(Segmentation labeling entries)
# # # # # # #
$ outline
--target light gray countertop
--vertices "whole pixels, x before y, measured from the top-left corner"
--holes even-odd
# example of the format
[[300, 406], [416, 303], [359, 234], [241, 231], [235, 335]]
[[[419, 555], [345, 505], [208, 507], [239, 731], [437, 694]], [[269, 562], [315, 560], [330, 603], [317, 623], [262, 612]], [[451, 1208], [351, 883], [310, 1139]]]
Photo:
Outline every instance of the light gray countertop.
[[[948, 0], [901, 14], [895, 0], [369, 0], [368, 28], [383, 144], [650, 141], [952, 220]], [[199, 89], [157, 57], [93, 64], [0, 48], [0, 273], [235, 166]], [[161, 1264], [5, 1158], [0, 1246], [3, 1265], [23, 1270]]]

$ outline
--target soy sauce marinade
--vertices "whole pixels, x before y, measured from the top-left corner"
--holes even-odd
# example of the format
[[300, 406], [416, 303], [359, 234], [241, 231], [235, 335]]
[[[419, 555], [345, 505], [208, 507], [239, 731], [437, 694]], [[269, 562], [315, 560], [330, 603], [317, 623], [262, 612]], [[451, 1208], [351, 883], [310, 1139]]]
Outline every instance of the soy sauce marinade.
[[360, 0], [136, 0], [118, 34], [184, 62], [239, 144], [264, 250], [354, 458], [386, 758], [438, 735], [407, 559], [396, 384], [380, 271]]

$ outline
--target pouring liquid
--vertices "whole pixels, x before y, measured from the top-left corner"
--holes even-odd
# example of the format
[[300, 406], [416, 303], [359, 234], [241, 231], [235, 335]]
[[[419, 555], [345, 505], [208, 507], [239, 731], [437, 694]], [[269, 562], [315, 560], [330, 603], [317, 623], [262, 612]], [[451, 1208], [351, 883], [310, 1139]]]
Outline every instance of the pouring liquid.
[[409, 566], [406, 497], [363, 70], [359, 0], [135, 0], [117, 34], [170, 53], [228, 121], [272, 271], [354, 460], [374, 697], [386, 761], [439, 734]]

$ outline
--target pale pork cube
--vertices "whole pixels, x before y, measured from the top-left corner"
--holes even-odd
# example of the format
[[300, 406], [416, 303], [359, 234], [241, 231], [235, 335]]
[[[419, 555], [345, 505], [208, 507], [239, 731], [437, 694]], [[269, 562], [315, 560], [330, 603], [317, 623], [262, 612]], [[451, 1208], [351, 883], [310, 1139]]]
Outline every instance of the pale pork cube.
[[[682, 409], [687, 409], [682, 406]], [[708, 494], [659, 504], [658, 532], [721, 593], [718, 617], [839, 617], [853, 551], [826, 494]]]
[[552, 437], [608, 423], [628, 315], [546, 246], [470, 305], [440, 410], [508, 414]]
# # # # # # #
PROBLEM REQUIREMENTS: Output all of the lines above verbatim, changing nothing.

RESULT:
$ outline
--target light gray countertop
--vertices "whole pixels, x before y, measured from the top-left corner"
--holes even-odd
# example of the format
[[300, 406], [416, 303], [359, 234], [241, 231], [235, 335]]
[[[419, 555], [345, 505], [208, 507], [239, 731], [437, 694]], [[269, 562], [315, 560], [330, 603], [317, 623], [262, 612]], [[451, 1208], [351, 883], [310, 1139]]]
Photo:
Outline every instance of the light gray countertop.
[[[948, 0], [901, 14], [895, 0], [369, 0], [368, 28], [383, 144], [650, 141], [952, 220]], [[199, 89], [157, 57], [93, 64], [0, 48], [0, 273], [235, 166]], [[161, 1264], [5, 1158], [0, 1246], [3, 1265], [23, 1270]]]

$ outline
--target soy sauce marinade
--vertices "whole pixels, x before y, measured from the top-left corner"
--holes even-odd
# example of the format
[[300, 406], [416, 303], [359, 234], [241, 231], [235, 335]]
[[[419, 555], [345, 505], [208, 507], [239, 731], [437, 694]], [[269, 562], [315, 560], [330, 603], [317, 623], [262, 612]], [[451, 1208], [351, 883], [310, 1139]]]
Outline every instance of the soy sauce marinade.
[[360, 0], [136, 0], [118, 34], [184, 62], [239, 144], [264, 250], [354, 458], [386, 758], [438, 735], [407, 559], [396, 384], [380, 271]]

$ outline
--target pouring liquid
--vertices "whole pixels, x before y, measured from the top-left corner"
--holes even-odd
# example of the format
[[300, 406], [416, 303], [359, 234], [241, 231], [235, 335]]
[[[419, 555], [345, 505], [208, 507], [239, 731], [437, 694]], [[269, 562], [315, 560], [330, 603], [317, 623], [262, 612]], [[451, 1208], [351, 883], [310, 1139]]]
Outline every instance of the pouring liquid.
[[409, 566], [406, 497], [363, 70], [359, 0], [135, 0], [117, 34], [170, 53], [228, 121], [272, 271], [354, 460], [374, 697], [386, 761], [439, 734]]

$ outline
--target pale pork cube
--vertices "whole pixels, x before y, measured from the top-left corner"
--holes even-odd
# example of the format
[[300, 406], [416, 303], [359, 234], [241, 231], [235, 335]]
[[[419, 555], [345, 505], [208, 507], [239, 731], [437, 694]], [[269, 562], [315, 560], [330, 603], [317, 623], [262, 612]], [[451, 1208], [351, 883], [310, 1139]]]
Outline every instance of the pale pork cube.
[[[682, 409], [687, 409], [682, 406]], [[708, 494], [659, 504], [658, 532], [721, 593], [718, 617], [839, 617], [853, 551], [826, 494]]]
[[552, 437], [608, 423], [628, 315], [546, 246], [470, 305], [440, 410], [508, 414]]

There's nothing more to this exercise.